• Requirement
What is needed here is every entry, retyped exactly.
-- Data under study follows --
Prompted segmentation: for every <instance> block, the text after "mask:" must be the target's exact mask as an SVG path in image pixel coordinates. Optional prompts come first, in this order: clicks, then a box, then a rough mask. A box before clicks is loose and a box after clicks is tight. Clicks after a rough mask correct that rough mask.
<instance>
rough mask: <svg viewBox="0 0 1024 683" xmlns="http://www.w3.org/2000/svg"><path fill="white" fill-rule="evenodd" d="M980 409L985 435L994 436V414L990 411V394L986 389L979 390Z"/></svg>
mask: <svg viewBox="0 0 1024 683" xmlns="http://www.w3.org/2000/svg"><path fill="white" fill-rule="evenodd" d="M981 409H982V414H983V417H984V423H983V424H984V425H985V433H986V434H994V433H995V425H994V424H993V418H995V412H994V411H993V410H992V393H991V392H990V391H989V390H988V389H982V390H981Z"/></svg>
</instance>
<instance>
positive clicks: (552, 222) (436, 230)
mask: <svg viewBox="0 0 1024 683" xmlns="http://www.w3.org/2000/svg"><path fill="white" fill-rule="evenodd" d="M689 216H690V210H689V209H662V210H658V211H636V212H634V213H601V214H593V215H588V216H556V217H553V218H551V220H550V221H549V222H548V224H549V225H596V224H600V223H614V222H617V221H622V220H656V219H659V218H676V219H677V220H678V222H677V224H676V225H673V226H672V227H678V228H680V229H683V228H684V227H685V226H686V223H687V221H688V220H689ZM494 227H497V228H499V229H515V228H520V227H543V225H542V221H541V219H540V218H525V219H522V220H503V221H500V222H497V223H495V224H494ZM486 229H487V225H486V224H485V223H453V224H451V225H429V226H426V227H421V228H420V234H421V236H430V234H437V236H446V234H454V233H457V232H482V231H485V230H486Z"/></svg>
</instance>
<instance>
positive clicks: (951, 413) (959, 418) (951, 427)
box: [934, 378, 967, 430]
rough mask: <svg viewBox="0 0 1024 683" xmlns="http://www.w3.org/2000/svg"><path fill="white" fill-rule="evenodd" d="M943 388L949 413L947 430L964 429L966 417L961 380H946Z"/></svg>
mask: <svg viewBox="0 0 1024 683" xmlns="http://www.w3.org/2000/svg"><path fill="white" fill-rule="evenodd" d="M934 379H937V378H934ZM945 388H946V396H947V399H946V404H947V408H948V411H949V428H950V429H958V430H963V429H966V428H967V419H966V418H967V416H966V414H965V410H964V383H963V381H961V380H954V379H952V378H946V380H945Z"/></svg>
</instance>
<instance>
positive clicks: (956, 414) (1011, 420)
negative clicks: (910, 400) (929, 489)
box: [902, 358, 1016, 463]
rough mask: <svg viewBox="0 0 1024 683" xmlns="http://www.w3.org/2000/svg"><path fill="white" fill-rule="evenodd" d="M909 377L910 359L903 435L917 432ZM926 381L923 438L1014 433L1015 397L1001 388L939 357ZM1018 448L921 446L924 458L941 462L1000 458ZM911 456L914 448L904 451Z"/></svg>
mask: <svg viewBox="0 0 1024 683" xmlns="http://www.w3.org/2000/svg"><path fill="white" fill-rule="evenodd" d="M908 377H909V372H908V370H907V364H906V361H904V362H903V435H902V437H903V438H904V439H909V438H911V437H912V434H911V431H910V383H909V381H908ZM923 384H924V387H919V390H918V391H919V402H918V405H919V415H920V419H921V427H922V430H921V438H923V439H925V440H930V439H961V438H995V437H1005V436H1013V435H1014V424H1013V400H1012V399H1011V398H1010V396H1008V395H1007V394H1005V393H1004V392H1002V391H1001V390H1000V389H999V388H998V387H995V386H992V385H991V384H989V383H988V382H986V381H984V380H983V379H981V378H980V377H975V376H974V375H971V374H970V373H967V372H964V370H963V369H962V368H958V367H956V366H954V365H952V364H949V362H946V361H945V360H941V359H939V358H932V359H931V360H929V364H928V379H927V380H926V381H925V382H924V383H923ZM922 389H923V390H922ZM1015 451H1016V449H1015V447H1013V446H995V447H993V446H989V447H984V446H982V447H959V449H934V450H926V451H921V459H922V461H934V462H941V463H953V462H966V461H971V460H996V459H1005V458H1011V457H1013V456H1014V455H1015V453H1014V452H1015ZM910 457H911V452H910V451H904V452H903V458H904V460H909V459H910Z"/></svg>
-- Data under study concluded --
• Reply
Prompted segmentation: for every <instance> block, the text after "mask:" must be the target's exact mask as an SVG path in image pixel coordinates. Optional prompts come first, in this order: clicks, then a box, then a rough mask. A box before clicks is loose and a box after clicks is tight. Clicks after a rough mask correct that rough mask.
<instance>
rough mask: <svg viewBox="0 0 1024 683" xmlns="http://www.w3.org/2000/svg"><path fill="white" fill-rule="evenodd" d="M980 409L985 435L994 436V414L990 411V394L986 389L979 390Z"/></svg>
mask: <svg viewBox="0 0 1024 683" xmlns="http://www.w3.org/2000/svg"><path fill="white" fill-rule="evenodd" d="M981 409H982V414H983V417H984V423H983V424H984V425H985V433H986V434H994V433H995V425H994V424H993V418H995V412H994V411H993V410H992V393H991V392H990V391H989V390H988V389H982V390H981Z"/></svg>
</instance>
<instance>
positive clicks: (552, 222) (436, 230)
mask: <svg viewBox="0 0 1024 683" xmlns="http://www.w3.org/2000/svg"><path fill="white" fill-rule="evenodd" d="M689 216H690V210H689V209H662V210H658V211H636V212H634V213H601V214H593V215H588V216H556V217H553V218H551V220H550V221H549V222H548V224H549V225H596V224H600V223H614V222H617V221H622V220H656V219H659V218H676V219H677V220H678V222H677V224H676V225H673V226H672V227H678V228H680V229H683V228H684V227H685V226H686V223H687V221H688V220H689ZM494 227H497V228H499V229H515V228H520V227H543V225H542V221H541V219H540V218H525V219H522V220H503V221H500V222H497V223H495V224H494ZM486 229H487V225H486V224H485V223H453V224H451V225H429V226H426V227H421V228H420V234H421V236H430V234H437V236H446V234H454V233H457V232H482V231H485V230H486Z"/></svg>
</instance>
<instance>
positive clicks: (951, 413) (959, 418) (951, 427)
box: [934, 378, 967, 430]
rough mask: <svg viewBox="0 0 1024 683" xmlns="http://www.w3.org/2000/svg"><path fill="white" fill-rule="evenodd" d="M943 388L949 413L947 430L964 429L966 417L961 380H946Z"/></svg>
mask: <svg viewBox="0 0 1024 683" xmlns="http://www.w3.org/2000/svg"><path fill="white" fill-rule="evenodd" d="M934 379H937V378H934ZM945 388H946V396H947V399H946V404H947V408H948V411H949V428H950V429H958V430H963V429H966V428H967V419H966V418H967V416H966V414H965V410H964V383H963V381H961V380H954V379H952V378H946V380H945Z"/></svg>
</instance>
<instance>
positive clicks: (956, 414) (1011, 420)
negative clicks: (910, 400) (929, 489)
box: [902, 358, 1016, 463]
rough mask: <svg viewBox="0 0 1024 683" xmlns="http://www.w3.org/2000/svg"><path fill="white" fill-rule="evenodd" d="M909 377L910 359L903 435L917 432ZM926 381L923 438L1014 433L1015 397L1001 388L939 357ZM1018 448L921 446L924 458L941 462L1000 458ZM911 456L914 448L904 451Z"/></svg>
mask: <svg viewBox="0 0 1024 683" xmlns="http://www.w3.org/2000/svg"><path fill="white" fill-rule="evenodd" d="M908 377H909V372H908V370H907V364H906V361H904V362H903V435H902V437H903V438H904V439H909V438H911V437H912V434H911V431H910V383H909V381H908ZM923 384H924V387H919V390H918V391H919V402H918V405H919V415H920V419H921V427H922V430H921V438H923V439H925V440H930V439H961V438H995V437H1005V436H1013V435H1014V424H1013V400H1012V399H1011V398H1010V396H1008V395H1007V394H1005V393H1004V392H1002V391H1001V390H1000V389H999V388H998V387H995V386H992V385H991V384H989V383H988V382H986V381H984V380H983V379H981V378H980V377H975V376H974V375H971V374H970V373H967V372H964V370H963V369H962V368H958V367H956V366H954V365H952V364H949V362H946V361H945V360H941V359H939V358H932V359H931V360H929V364H928V379H927V380H926V381H925V382H924V383H923ZM922 389H923V390H922ZM1015 451H1016V449H1015V447H1013V446H995V447H993V446H989V447H984V446H982V447H959V449H934V450H926V451H921V459H922V461H934V462H941V463H953V462H966V461H971V460H996V459H1005V458H1011V457H1013V456H1014V455H1015V453H1014V452H1015ZM910 457H911V452H910V451H904V452H903V458H904V460H909V459H910Z"/></svg>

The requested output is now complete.